Aim:
Rewrite the records below with every occurrence of "Practice" replaced by "Exercise", leaving all other text unchanged.
start
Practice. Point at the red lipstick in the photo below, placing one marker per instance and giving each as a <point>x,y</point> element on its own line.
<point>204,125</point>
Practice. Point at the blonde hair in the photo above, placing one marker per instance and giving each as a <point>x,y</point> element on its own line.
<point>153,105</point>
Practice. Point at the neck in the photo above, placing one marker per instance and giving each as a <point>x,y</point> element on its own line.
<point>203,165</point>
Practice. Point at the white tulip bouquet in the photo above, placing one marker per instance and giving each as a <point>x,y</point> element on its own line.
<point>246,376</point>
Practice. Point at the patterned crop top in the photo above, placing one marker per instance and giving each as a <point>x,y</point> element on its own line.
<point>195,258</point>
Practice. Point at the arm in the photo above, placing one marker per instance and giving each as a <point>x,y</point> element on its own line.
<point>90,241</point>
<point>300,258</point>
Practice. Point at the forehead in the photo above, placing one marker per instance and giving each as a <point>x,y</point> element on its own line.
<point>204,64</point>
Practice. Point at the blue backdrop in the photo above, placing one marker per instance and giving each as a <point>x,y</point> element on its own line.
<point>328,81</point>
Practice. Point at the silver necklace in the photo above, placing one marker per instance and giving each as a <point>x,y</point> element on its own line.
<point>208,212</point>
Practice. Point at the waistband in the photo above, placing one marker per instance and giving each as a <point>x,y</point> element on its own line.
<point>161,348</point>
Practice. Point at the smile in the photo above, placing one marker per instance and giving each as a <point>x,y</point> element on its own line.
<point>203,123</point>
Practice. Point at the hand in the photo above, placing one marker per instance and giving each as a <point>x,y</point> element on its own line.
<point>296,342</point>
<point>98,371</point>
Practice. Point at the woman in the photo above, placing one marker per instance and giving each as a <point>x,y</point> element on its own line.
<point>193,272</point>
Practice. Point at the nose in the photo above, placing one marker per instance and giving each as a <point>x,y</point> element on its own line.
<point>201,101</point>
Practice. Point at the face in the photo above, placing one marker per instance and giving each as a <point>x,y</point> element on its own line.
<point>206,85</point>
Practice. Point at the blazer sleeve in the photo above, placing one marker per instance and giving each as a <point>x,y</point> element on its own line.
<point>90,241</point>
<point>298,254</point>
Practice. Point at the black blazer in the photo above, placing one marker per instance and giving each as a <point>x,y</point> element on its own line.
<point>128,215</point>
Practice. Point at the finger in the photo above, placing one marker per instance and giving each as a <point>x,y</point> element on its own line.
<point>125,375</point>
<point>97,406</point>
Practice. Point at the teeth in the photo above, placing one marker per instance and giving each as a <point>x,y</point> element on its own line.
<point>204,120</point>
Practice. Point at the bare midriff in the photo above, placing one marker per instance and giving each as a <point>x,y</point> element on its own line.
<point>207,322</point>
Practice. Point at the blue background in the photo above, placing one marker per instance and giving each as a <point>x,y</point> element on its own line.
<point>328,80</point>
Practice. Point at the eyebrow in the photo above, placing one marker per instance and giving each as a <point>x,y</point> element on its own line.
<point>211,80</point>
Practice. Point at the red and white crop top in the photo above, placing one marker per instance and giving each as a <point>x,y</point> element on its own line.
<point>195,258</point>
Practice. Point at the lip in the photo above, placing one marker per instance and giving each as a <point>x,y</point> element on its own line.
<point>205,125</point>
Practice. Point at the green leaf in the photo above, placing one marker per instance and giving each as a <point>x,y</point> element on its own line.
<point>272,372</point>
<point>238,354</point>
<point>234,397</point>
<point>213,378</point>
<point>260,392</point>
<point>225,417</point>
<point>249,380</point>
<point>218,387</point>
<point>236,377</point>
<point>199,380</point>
end
Task result:
Exercise. Point at the red lipstick in the photo below, placing one marker per instance and giving each as a <point>x,y</point> element on its own line.
<point>204,125</point>
Exercise. Point at the blonde hair in the photo above, placing one marker per instance and giving each as a <point>x,y</point> element on its own line.
<point>153,105</point>
Exercise. Point at the neck in the photo above, placing one marker per instance and giving each as a <point>x,y</point> element on its own line.
<point>203,165</point>
Exercise. Point at the white tulip bouquet in the photo above, placing one marker per instance and giving each as a <point>x,y</point> element on its own line.
<point>246,376</point>
Exercise. Point at the patterned crop top in the photo above, placing one marker per instance and giving each as a <point>x,y</point> element on its own line.
<point>195,258</point>
Exercise. Point at the arm in the photo above, placing one marker per instance and giving each as a <point>x,y</point> element on its own line.
<point>90,241</point>
<point>300,258</point>
Exercise. Point at the forehead in the photo above, placing one marker per instance and giving each as a <point>x,y</point> element on its own line.
<point>204,64</point>
Exercise. Point at the blue backdrop in the photo above, placing one marker per instance and giving each as a <point>x,y</point> element on its own line.
<point>328,81</point>
Exercise. Point at the silver necklace in the photo above, placing one marker per instance and giving each as a <point>x,y</point> element on its own line.
<point>208,212</point>
Exercise. Point at the waistband in the photo above, placing one marker per instance and giving each as a <point>x,y</point> element on its own line.
<point>161,348</point>
Exercise. Point at the smile in the photo above, placing one marker per instance and giving each as a <point>x,y</point> element on its own line.
<point>203,123</point>
Exercise. Point at the hand in the photo above, placing one marker per instance and giving each as a <point>x,y</point> element on its own line.
<point>296,342</point>
<point>98,371</point>
Exercise. Point at the woman in the photo above, placing one marker per instance and giving each as a <point>x,y</point> element on its own line.
<point>193,272</point>
Exercise. Point at the nose in the photo above, placing one marker per instance and giving each as a <point>x,y</point> element on its own line.
<point>201,101</point>
Exercise. Point at the face in the photo above, placing one marker per instance and giving each as a <point>x,y</point> element on its own line.
<point>206,85</point>
Exercise. Point at the blazer sleeve in the photo above, placing one marker per instance and giving each as a <point>x,y</point> element on its own line.
<point>90,241</point>
<point>298,254</point>
Exercise. Point at the black blazer in the photo above, placing one marker per instance and giving each as a <point>x,y</point> element on its own line.
<point>128,215</point>
Exercise. Point at the finger in the photo above, placing one marker per instance and giving each as a <point>x,y</point> element on its own line.
<point>125,375</point>
<point>97,406</point>
Exercise. Point at the teeth in the photo above, placing one marker per instance and giving each as a <point>x,y</point> element on its own line.
<point>204,120</point>
Exercise. Point at the bare midriff in the photo above, placing one marker per instance and giving each as a <point>x,y</point> element on its own line.
<point>207,322</point>
Exercise. Point at the blue background in the photo above, placing one marker per instance and giving each as a <point>x,y</point> element on its own line.
<point>328,80</point>
Exercise. Point at the eyebrow in the photo above, placing one marker per instance and giving each as a <point>x,y</point> element on its own line.
<point>211,80</point>
Exercise. Point at the red and white crop top in the photo above, placing one marker per instance and giving each as a <point>x,y</point> element on its own line.
<point>195,258</point>
Exercise. Point at the lip in the photo above, placing one marker per instance and giving each as a <point>x,y</point> element on its own line.
<point>205,125</point>
Exercise. Point at the green leaf in the photo above, placing one marker per instance and giving each as a <point>x,y</point> element on its own line.
<point>272,372</point>
<point>238,354</point>
<point>234,397</point>
<point>213,378</point>
<point>260,392</point>
<point>225,417</point>
<point>249,380</point>
<point>218,387</point>
<point>236,377</point>
<point>199,380</point>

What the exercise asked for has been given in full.